◆ What needs to be done
Copy the listing below verbatim, only the stretch from the line containing "Where in the photo above can the nato" through the line containing "Where in the photo above can the blue", both included.

◆ Given records
▬▬▬▬▬▬▬▬▬▬

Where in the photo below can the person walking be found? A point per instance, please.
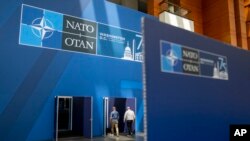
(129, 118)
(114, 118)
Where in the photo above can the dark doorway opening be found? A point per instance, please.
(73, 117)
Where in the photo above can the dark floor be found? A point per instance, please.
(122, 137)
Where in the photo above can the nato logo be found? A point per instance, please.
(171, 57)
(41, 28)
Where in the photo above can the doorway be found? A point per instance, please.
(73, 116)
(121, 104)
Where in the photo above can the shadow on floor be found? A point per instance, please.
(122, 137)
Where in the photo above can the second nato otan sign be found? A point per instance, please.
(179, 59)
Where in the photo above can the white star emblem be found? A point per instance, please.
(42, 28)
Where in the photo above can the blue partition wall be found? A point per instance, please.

▬▬▬▬▬▬▬▬▬▬

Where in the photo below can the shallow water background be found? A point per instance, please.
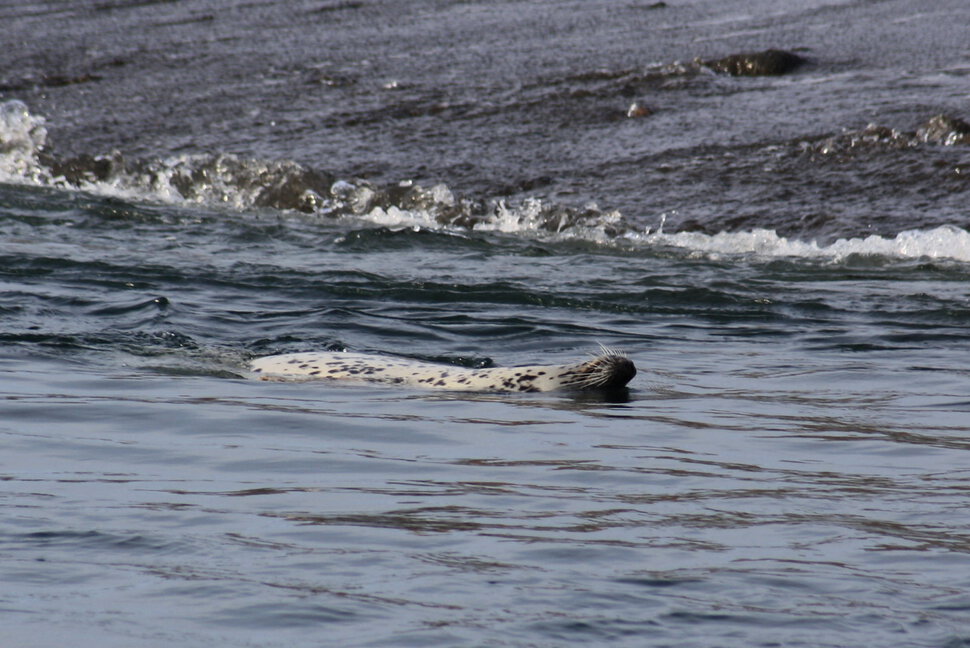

▬▬▬▬▬▬▬▬▬▬

◆ Response to the task
Where in the photo above can the nato logo be found? A point per instance, please.
(171, 57)
(41, 28)
Where in the photo above can the doorway be found? A point per instance, please.
(73, 116)
(121, 104)
Where in the photo above can the shadow on floor be found? A point per instance, please.
(122, 137)
Where in the photo above can the second nato otan sign be found? A point per instance, please.
(179, 59)
Where in the photo above can the white star emblem be found? A point per instance, please.
(42, 28)
Where in the photo above can the blue partition wall be found? A point per instance, please.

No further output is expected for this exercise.